*** Data excerpts ***

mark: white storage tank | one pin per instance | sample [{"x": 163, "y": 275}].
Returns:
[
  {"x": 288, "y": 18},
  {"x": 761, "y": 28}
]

*** End of Data excerpts ***

- Your goal -
Give back each record above exactly as written.

- Answer -
mark: white storage tank | one pin per instance | sample [{"x": 163, "y": 275}].
Returns:
[
  {"x": 288, "y": 18},
  {"x": 761, "y": 28}
]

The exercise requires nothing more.